Given instruction: Return each line of the records below that contains the string "flight", copying every such line in full.

>> START Provided material

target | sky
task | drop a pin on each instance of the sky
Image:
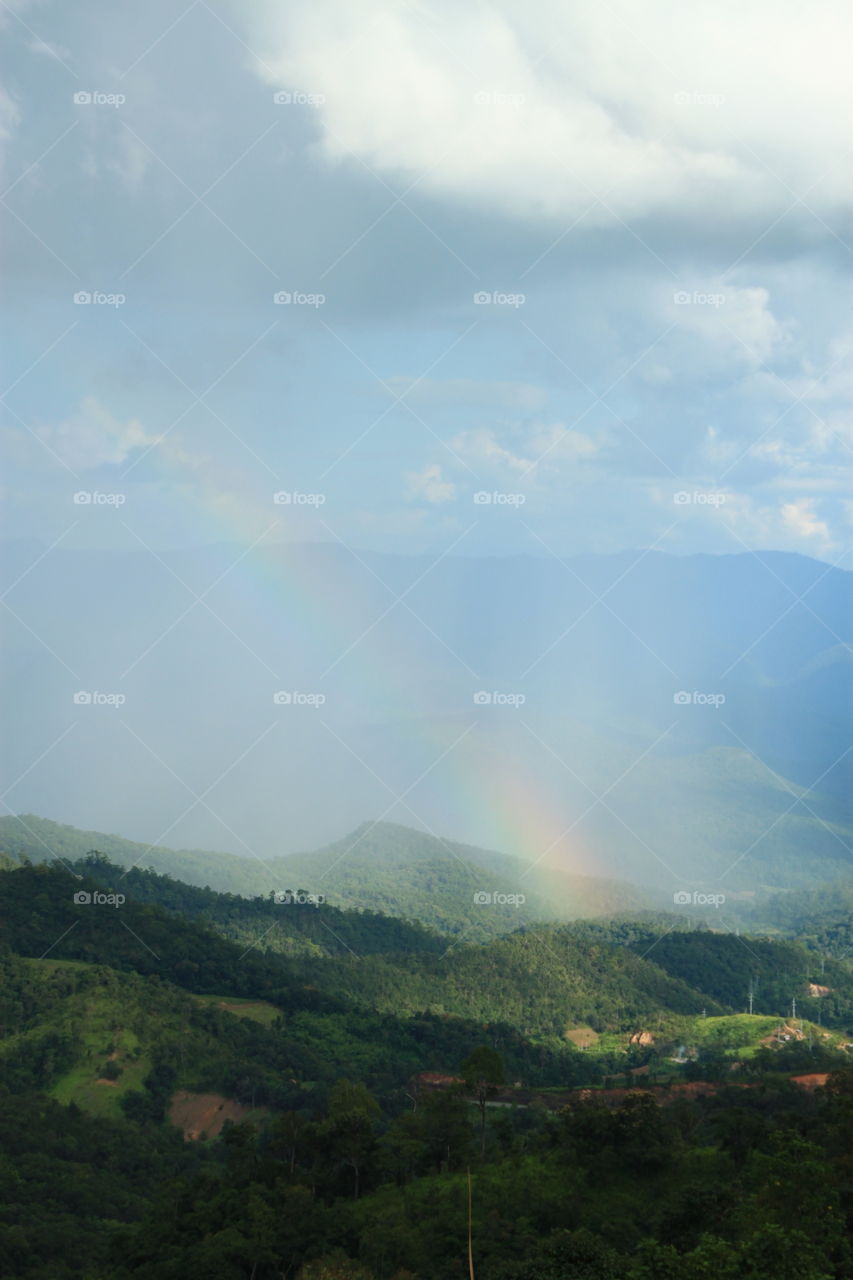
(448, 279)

>> END Provided material
>> START Provided material

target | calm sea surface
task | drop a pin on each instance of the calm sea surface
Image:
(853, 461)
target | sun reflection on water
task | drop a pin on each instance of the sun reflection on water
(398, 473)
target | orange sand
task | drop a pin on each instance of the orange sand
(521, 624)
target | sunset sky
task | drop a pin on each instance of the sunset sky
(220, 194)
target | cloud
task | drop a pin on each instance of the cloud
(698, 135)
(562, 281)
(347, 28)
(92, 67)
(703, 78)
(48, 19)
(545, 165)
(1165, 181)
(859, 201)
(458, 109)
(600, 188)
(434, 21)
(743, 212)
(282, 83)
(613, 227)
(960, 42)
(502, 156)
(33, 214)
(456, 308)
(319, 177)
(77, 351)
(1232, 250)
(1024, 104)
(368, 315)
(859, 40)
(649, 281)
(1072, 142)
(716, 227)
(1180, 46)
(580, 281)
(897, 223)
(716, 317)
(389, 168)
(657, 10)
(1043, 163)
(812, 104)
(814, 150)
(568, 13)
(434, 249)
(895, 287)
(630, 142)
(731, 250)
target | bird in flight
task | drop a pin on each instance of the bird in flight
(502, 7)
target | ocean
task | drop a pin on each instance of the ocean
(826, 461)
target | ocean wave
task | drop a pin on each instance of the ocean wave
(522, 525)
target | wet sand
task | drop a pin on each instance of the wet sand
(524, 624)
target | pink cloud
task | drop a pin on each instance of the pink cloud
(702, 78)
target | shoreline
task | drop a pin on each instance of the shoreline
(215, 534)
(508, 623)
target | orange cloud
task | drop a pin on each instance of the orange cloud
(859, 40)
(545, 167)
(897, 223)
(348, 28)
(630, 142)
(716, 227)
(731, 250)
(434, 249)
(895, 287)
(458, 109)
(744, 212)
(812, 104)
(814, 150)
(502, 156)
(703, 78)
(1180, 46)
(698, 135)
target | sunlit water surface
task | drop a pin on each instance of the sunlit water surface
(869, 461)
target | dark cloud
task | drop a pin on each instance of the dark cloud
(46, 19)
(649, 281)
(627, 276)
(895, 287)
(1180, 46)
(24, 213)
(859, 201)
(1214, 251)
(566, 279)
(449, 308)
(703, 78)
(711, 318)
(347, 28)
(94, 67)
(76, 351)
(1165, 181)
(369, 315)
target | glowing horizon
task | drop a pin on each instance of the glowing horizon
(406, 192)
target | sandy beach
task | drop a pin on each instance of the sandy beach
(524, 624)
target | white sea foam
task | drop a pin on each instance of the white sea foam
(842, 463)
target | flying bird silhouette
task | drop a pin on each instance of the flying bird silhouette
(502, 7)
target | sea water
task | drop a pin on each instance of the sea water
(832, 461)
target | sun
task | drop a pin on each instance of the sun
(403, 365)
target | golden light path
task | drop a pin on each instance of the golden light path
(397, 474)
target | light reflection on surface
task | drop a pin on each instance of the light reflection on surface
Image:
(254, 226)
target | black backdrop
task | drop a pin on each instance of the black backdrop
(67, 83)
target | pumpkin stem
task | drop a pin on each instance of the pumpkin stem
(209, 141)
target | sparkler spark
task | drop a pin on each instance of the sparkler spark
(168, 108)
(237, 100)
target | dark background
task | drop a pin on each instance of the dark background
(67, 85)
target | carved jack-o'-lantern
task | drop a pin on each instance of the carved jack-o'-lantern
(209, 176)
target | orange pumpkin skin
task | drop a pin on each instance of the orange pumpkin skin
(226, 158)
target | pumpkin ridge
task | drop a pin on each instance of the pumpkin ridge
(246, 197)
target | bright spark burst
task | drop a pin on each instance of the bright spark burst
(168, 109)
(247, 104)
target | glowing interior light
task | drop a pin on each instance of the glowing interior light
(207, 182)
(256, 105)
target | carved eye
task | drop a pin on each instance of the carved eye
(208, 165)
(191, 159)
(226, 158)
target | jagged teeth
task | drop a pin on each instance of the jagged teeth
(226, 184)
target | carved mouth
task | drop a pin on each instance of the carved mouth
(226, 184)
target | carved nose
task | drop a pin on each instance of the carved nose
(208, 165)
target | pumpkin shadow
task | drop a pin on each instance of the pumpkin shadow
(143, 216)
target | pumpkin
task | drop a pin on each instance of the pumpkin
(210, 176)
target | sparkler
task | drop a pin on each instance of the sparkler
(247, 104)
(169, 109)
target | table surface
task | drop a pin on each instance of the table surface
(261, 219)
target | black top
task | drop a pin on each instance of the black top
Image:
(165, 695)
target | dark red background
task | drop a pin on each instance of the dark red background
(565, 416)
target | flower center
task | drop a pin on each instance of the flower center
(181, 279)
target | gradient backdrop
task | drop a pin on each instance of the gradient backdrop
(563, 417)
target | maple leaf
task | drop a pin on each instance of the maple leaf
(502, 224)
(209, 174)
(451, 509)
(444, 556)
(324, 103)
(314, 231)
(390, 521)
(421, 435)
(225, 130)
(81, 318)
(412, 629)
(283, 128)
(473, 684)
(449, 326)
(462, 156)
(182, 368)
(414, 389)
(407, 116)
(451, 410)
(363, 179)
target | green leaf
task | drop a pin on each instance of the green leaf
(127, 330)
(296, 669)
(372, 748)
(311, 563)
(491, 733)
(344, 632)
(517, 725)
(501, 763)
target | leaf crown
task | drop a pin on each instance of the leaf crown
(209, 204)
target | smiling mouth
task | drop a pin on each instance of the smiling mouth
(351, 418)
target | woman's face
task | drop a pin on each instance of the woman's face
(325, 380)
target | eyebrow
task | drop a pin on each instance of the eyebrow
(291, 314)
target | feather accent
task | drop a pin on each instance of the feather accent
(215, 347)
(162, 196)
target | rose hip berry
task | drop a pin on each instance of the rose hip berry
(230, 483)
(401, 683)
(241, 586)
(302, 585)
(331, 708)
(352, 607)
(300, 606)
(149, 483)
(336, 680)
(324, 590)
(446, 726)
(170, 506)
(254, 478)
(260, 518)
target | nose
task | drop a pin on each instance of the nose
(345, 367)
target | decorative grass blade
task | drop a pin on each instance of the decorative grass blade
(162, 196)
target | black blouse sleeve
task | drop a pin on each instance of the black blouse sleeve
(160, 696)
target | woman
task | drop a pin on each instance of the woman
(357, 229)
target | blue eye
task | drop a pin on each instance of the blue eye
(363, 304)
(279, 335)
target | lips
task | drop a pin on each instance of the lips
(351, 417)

>> END Provided material

Answer to the task:
target | bird in flight
task | drop a pin on each instance of the bird in flight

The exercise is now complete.